To do »
**1)** Answer these from the World Bipolar Day post:
(a) How old was the writer after having had the best year of their life?
(b) Which position on the school paper did the bully take over from the writer?
(c) What medication did the writer first take by the morning of middle school graduation?
**2)** Copy out the part of the World Bipolar Day post starting with "I really retain" and going on through "all as well.".
**3)** List every real person named in the World Bipolar Day post.

Excerpted passage »
* * * * *

Today is World Bipolar Day!
Let me tell you my story.
When I was 13, I had just had the best year of my life. I was killing it in school, the boy I liked liked me back, I had so many friends come to my birthday party (a decided win as many of my elementary school birthday parties were skipped by my friends).
But a huge thing happened just a year or so prior. My dad finally abandoned us. No more uncomfortable visits. Not a word exchanged.
I felt fucking free. I was thriving without him. Without that abuse. Or so I thought.
I really retain the end of 7th grade with the end of Buffy the Vampire Slayer. I knew Hogwarts was fake but deep down I thought/hoped/dreamed I could be a Slayer. Buffy kept me strong for so long but I was ready for breaking.
Eighth grade was a hell scape. I still did well in school but that boy I liked turned against me (or rather I turned him against me but that’s another post). I found I couldn’t push through it all as well.
I joined a bunch of extracurricular activities including journalism. That’s where I went head to head with my middle school bully. He hated me and I was inadvertently insulting him in direct and indirect ways but the degree to which he set his sights on me was bizarrely cruel.
He openly attacked me on Xanga. Remember Xanga? It was an online journal where you could add a music overlay and bare your soul. Only it wasn’t private. Anyone could see it. So I could see this angry white boy verbally attack me for anything from musical choices (for which he called me the R slur and on another occasion told the world I was playing Beyoncé’s “Me, Myself, and I” to get attention), to the way I sat, to the friends I had. I had no recourse. I watched this asshole replace my position as photo editor on the school paper, as voted by my peers, and I couldn’t say a thing. I could only internalize this hate until it consumed me.
I remember I was in the passenger seat of my mom’s car when I asked her if I could go to therapy. I had finally decided to choose me instead of my career because even then I knew I could kiss my dream of being president goodbye. The stigma around mental illness is still so real.
The first month was fine but soon I started remembering the trauma of my childhood and I couldn’t break out of my thoughts. I would go week at a time not sleeping, my thoughts, my memories going a mile a minute and plaguing me. I started missing school. Weeks, maybe a month and a half. And a month before graduation. My teachers all gave me A’s. I had the reputation and the privilege being white/white passing while going through a huge mental health crisis.
When I came back to school, I had started seeing a psychiatrist in addition to the therapist I visited twice a week. By the morning of my middle school graduation, I had tried my first dose of lithium and I haven’t looked back.
I am so happy and proud I found help and that treatment started working so quickly for me. I’m truly a lucky one.
Bipolar disorder is not a joke. We are not a joke. We are a group of people struggling like you are to get by in this difficult world. See us as you would like to be seen. Human, imperfections and all.
Happy World Bipolar Day! It’s Vincent Van Gogh’s birthday because he was undiagnosed bipolar. We’re in good company with him and Carrie Fisher. Maybe someday someone will think the same of me. Not a princess, but always trying.

* * * * *

Study material »

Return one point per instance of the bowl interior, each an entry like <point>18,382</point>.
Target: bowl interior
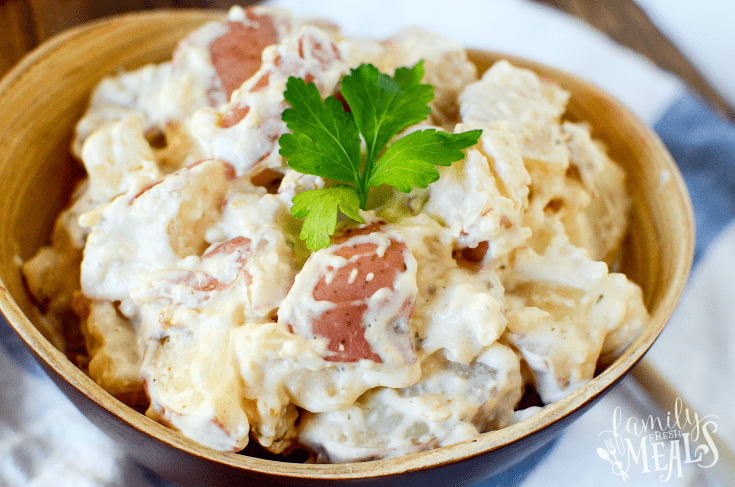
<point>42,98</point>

* * * * *

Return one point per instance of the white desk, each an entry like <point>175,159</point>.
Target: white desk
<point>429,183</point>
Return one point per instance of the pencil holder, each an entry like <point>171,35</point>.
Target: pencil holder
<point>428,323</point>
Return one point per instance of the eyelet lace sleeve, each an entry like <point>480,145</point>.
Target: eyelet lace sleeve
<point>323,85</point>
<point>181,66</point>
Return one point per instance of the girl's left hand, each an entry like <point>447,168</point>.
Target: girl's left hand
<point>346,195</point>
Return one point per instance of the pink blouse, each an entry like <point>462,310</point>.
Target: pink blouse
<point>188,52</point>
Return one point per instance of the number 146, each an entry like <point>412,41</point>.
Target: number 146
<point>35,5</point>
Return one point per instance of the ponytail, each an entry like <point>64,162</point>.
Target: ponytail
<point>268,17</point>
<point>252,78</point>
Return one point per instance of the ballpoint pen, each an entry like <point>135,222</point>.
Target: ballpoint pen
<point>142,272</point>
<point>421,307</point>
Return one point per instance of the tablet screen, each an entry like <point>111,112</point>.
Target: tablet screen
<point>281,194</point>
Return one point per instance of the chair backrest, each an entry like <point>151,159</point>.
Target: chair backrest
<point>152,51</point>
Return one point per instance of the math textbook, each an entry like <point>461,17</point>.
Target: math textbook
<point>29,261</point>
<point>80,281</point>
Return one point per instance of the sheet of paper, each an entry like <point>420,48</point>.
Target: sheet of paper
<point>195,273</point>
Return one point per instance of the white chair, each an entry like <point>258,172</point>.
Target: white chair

* * * * *

Set of answers »
**1)**
(a) 13
(b) Photo editor
(c) Lithium

**2)**
I really retain the end of 7th grade with the end of Buffy the Vampire Slayer. I knew Hogwarts was fake but deep down I thought/hoped/dreamed I could be a Slayer. Buffy kept me strong for so long but I was ready for breaking.
Eighth grade was a hell scape. I still did well in school but that boy I liked turned against me (or rather I turned him against me but that’s another post). I found I couldn’t push through it all as well.

**3)**
Beyoncé
Vincent Van Gogh
Carrie Fisher